Aim:
Copy out every line of the listing below without changing anything.

Extracted material:
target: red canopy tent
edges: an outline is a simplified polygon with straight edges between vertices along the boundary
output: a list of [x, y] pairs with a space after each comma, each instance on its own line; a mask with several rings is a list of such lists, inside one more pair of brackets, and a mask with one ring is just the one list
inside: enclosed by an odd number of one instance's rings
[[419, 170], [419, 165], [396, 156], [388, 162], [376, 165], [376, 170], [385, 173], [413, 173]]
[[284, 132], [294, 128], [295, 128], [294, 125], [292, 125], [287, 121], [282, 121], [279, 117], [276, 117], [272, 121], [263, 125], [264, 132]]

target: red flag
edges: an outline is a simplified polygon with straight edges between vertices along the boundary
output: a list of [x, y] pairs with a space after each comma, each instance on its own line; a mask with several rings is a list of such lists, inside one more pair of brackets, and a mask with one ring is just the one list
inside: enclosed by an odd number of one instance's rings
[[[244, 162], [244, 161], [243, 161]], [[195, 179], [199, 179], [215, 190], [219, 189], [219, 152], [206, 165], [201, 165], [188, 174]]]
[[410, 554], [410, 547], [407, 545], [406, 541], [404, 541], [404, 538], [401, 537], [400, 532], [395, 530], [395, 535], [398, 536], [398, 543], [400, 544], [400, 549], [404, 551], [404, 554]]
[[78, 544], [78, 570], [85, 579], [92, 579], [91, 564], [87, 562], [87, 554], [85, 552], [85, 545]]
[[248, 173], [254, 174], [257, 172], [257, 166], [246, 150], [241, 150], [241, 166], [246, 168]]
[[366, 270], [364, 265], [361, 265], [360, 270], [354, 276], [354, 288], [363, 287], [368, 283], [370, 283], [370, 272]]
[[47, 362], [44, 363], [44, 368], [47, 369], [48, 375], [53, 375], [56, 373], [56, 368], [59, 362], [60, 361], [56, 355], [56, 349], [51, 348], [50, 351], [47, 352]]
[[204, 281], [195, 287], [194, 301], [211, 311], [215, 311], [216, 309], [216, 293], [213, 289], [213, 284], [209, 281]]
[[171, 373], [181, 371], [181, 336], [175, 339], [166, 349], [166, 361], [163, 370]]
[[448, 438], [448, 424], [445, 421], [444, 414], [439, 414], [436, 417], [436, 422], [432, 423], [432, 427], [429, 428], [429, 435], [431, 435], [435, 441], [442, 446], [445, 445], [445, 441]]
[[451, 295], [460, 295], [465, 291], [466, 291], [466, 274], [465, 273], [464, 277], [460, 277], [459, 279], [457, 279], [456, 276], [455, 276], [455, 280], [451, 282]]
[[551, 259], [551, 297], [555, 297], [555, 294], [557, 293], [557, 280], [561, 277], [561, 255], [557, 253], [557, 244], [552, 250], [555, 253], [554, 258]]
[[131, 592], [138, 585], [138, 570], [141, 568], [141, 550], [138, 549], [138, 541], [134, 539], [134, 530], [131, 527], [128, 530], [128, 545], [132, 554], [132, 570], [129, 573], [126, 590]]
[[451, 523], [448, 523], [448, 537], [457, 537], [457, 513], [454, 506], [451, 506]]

Answer to the exercise:
target: red canopy tent
edges: an outline is a simplified polygon with straight edges between vertices along the boundary
output: a list of [x, y] pairs with a space after each comma, each instance on its own line; a mask with several rings is a list of such lists, inside one more pair of brackets, and a mask with one ring is just the one list
inside: enclosed by an odd number of one instance's rings
[[419, 170], [419, 165], [396, 156], [388, 162], [376, 165], [376, 170], [385, 173], [413, 173]]
[[284, 132], [294, 128], [295, 128], [294, 125], [292, 125], [287, 121], [282, 121], [279, 117], [276, 117], [272, 121], [263, 125], [264, 132]]

target: red flag
edges: an outline is a simplified polygon with straight edges between vertices along the boundary
output: a list of [x, y] pairs with a space after each comma, each instance on its own line; a mask with several rings is a list of such lists, inside one more pair of brackets, and a mask with one ring is just the one list
inside: enclosed by an odd number of one instance's rings
[[[244, 162], [244, 161], [243, 161]], [[195, 179], [199, 179], [215, 190], [219, 189], [219, 152], [206, 165], [201, 165], [188, 174]]]
[[410, 554], [410, 547], [407, 545], [406, 541], [404, 541], [404, 538], [401, 537], [400, 532], [395, 530], [395, 535], [398, 536], [398, 543], [400, 544], [400, 549], [404, 551], [404, 554]]
[[78, 544], [78, 570], [85, 579], [92, 579], [91, 564], [87, 562], [87, 554], [85, 552], [85, 545]]
[[248, 173], [254, 174], [257, 172], [257, 166], [246, 150], [241, 150], [241, 166], [246, 168]]
[[366, 270], [364, 265], [361, 265], [360, 270], [354, 276], [354, 288], [363, 287], [368, 283], [370, 283], [370, 272]]
[[47, 362], [44, 363], [44, 368], [47, 369], [48, 375], [53, 375], [56, 373], [56, 368], [59, 362], [60, 361], [56, 355], [56, 349], [51, 348], [50, 351], [47, 352]]
[[204, 281], [195, 287], [194, 301], [211, 311], [215, 311], [216, 309], [216, 293], [213, 289], [213, 284], [209, 281]]
[[171, 373], [181, 371], [181, 336], [175, 339], [166, 349], [166, 361], [163, 370]]
[[448, 438], [448, 424], [445, 421], [444, 414], [439, 414], [436, 417], [436, 422], [432, 423], [432, 427], [429, 428], [429, 435], [431, 435], [435, 441], [442, 446], [445, 445], [445, 441]]
[[451, 295], [460, 295], [465, 291], [466, 291], [466, 274], [465, 273], [464, 277], [460, 277], [459, 279], [457, 279], [456, 276], [455, 276], [455, 280], [451, 282]]
[[551, 259], [551, 297], [555, 297], [555, 294], [557, 293], [557, 280], [561, 277], [561, 255], [557, 253], [557, 244], [552, 250], [555, 253], [554, 258]]
[[131, 592], [138, 585], [138, 570], [141, 568], [141, 550], [138, 549], [138, 541], [134, 539], [134, 530], [131, 527], [128, 530], [128, 545], [132, 554], [132, 570], [129, 573], [126, 590]]
[[451, 523], [448, 523], [448, 537], [457, 537], [457, 513], [454, 506], [451, 506]]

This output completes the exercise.